*LISTED ENTRIES*:
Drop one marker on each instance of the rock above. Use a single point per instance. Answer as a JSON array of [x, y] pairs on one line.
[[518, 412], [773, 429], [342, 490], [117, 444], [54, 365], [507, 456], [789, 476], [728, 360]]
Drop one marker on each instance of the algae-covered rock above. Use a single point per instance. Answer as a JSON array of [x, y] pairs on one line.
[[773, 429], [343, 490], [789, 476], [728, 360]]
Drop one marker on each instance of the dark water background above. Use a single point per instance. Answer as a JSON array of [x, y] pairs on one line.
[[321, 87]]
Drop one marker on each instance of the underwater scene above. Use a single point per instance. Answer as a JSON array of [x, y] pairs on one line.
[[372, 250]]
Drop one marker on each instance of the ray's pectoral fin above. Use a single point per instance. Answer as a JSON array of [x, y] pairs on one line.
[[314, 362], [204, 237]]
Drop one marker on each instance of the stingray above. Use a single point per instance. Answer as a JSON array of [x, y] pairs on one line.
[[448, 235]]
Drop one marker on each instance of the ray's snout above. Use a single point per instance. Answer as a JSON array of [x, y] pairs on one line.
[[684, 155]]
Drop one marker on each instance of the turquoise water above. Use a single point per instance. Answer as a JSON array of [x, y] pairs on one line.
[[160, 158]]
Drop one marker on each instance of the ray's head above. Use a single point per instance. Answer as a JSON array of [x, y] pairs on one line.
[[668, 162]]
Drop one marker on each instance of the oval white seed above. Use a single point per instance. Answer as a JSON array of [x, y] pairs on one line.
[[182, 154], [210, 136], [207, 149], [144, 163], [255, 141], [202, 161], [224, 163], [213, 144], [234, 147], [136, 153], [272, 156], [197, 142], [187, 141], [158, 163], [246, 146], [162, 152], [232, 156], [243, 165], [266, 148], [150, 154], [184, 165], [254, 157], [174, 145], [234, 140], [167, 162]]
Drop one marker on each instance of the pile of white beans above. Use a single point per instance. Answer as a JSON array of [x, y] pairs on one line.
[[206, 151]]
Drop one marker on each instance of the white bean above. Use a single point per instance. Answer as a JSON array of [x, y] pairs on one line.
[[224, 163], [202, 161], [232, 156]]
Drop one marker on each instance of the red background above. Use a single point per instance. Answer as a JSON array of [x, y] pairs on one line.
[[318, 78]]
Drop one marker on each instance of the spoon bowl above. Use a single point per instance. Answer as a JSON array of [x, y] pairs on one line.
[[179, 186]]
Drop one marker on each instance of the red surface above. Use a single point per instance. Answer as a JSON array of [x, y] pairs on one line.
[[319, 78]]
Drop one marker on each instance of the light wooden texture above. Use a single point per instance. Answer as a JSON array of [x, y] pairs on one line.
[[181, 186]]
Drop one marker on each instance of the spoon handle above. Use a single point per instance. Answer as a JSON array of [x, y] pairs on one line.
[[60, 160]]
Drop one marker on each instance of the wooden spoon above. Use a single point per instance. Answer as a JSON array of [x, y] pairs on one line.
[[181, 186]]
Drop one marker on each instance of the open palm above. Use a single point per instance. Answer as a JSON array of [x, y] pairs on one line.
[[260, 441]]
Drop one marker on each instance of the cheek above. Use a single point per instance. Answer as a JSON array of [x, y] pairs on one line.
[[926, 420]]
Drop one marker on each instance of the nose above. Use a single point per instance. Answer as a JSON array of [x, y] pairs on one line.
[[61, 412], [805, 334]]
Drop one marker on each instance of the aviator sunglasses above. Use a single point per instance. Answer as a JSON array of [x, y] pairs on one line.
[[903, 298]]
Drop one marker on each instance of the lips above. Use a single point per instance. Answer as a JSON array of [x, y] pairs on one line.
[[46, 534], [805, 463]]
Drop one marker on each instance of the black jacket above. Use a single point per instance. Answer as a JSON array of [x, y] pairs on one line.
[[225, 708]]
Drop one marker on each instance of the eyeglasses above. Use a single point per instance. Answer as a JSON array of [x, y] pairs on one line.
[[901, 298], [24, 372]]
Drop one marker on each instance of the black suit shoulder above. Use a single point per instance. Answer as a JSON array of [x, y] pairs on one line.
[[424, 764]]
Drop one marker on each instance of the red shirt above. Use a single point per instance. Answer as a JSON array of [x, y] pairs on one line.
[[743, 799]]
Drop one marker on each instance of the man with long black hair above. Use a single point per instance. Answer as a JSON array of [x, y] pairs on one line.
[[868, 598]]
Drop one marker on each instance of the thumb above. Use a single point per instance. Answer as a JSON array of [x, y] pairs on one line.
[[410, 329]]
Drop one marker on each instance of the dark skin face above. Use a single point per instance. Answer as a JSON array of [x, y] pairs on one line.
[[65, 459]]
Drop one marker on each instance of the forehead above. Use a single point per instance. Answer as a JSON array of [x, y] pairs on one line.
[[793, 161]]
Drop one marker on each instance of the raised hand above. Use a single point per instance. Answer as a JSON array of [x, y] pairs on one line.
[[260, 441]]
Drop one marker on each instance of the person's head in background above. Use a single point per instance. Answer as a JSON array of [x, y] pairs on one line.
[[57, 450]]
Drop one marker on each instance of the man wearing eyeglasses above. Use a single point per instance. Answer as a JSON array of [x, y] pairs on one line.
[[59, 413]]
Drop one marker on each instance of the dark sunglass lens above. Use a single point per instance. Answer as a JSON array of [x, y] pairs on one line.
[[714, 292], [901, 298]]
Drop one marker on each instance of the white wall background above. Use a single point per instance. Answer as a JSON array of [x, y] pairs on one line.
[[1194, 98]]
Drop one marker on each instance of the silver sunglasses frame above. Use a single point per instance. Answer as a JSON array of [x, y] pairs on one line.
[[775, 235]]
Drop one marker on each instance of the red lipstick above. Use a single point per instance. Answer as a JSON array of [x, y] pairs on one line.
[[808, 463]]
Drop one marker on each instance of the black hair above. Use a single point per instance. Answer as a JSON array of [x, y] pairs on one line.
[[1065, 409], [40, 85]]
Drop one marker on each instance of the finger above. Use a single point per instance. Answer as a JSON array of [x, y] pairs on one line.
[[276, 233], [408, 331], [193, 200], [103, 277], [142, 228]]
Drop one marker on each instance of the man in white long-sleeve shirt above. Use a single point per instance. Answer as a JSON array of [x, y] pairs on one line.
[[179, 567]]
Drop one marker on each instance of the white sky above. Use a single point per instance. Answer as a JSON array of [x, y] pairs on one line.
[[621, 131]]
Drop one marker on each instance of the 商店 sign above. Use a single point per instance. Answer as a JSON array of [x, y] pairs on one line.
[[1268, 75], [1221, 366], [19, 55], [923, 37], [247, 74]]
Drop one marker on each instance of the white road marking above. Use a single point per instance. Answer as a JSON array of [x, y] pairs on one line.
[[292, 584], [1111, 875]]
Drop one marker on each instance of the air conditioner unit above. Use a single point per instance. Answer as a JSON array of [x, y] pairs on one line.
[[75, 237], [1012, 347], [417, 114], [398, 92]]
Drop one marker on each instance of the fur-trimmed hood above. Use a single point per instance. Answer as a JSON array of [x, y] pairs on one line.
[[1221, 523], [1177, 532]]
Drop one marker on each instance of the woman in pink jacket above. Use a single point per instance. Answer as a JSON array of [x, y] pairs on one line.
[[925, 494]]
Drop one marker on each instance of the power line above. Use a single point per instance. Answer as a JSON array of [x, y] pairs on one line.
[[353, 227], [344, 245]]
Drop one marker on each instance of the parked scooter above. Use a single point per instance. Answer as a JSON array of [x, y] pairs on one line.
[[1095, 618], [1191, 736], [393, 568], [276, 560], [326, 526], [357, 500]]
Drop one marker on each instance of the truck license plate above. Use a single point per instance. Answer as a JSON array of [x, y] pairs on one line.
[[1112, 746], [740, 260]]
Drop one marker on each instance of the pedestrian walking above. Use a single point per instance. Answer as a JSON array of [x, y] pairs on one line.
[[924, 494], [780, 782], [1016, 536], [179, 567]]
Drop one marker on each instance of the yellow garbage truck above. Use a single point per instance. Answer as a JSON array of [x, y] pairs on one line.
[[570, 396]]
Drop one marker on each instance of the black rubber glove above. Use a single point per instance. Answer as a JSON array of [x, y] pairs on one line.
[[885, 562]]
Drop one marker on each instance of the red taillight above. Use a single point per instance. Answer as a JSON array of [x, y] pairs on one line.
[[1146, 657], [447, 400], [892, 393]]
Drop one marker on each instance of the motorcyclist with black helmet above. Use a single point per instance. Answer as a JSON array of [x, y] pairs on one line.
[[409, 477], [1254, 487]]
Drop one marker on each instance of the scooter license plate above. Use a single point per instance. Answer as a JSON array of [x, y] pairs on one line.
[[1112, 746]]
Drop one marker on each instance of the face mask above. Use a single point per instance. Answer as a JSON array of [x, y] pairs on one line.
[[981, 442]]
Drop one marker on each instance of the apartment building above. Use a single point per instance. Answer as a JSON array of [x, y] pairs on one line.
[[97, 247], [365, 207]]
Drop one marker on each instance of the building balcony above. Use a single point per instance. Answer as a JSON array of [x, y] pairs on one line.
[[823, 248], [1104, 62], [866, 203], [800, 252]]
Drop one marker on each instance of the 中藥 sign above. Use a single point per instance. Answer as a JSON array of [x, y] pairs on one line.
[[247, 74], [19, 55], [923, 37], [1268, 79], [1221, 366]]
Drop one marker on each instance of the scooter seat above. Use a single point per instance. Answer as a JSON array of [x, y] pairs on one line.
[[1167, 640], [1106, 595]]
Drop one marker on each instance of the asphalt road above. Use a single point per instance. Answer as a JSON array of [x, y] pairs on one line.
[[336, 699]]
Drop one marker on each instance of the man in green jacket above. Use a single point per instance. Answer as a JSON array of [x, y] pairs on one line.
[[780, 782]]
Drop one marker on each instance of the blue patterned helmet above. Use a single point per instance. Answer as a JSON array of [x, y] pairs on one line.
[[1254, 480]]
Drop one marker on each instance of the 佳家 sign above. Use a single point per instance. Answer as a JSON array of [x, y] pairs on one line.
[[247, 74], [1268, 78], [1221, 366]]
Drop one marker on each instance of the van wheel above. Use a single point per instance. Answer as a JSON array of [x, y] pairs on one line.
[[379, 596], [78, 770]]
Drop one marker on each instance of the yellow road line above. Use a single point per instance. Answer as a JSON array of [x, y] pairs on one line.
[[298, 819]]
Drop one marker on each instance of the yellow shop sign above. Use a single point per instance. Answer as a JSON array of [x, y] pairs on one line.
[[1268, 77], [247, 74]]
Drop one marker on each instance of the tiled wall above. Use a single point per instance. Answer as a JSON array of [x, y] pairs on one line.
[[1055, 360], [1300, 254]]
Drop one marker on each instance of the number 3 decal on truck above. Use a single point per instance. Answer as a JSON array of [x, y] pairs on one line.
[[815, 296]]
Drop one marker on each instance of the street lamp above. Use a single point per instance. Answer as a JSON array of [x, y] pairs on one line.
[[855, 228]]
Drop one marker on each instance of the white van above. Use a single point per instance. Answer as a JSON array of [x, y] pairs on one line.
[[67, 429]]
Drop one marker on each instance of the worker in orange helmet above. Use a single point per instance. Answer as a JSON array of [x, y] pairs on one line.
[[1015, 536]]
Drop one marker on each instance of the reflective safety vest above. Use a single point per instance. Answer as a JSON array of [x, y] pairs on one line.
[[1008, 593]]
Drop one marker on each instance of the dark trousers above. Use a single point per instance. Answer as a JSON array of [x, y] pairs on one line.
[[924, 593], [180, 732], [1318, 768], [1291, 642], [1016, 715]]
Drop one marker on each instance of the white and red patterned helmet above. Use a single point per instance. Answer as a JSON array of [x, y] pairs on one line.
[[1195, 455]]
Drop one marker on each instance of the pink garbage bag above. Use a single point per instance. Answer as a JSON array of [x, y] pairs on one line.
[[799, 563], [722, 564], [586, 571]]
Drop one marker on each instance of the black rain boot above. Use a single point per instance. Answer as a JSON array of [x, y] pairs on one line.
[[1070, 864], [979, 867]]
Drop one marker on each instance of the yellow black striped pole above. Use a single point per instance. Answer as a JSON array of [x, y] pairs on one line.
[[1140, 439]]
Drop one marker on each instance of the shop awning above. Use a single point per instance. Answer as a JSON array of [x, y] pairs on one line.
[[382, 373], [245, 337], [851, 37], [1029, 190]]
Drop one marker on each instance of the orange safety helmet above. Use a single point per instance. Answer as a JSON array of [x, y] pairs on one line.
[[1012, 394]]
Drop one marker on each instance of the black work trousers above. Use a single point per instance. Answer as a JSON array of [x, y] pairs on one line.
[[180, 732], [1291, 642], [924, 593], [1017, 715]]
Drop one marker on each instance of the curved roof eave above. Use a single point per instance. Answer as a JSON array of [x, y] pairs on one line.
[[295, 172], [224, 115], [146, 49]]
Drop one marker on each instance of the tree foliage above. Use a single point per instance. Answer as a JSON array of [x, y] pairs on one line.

*WRITTEN PROBLEM*:
Please copy the records above, starting at the line containing "Drop one marker on each instance of the apartment" and ending at the line containing "[[247, 74], [19, 55], [923, 37], [1268, 79], [1221, 366]]", both included. Keep the requests unchanged, but multiply every point coordinate in the answers by 0.4 and round each result to a whole number, with halves rounded up.

*RESULT BELOW*:
Drop one marker on each instance of the apartment building above. Use a single point per instance. Answer as a JSON array of [x, y] pairs on one line.
[[39, 99], [146, 83]]
Drop one marker on each instance of the building balcony above. Use a single point per instance. Answer as a JSON array of [x, y] pairs on one line.
[[329, 99], [442, 25], [346, 81], [320, 101]]
Drop one marker on each instance of the 中藥 sign above. Use a single point per instance. Answer as a JSON array of [x, y] pairs on one line.
[[99, 30], [8, 22], [369, 15], [507, 32], [488, 146]]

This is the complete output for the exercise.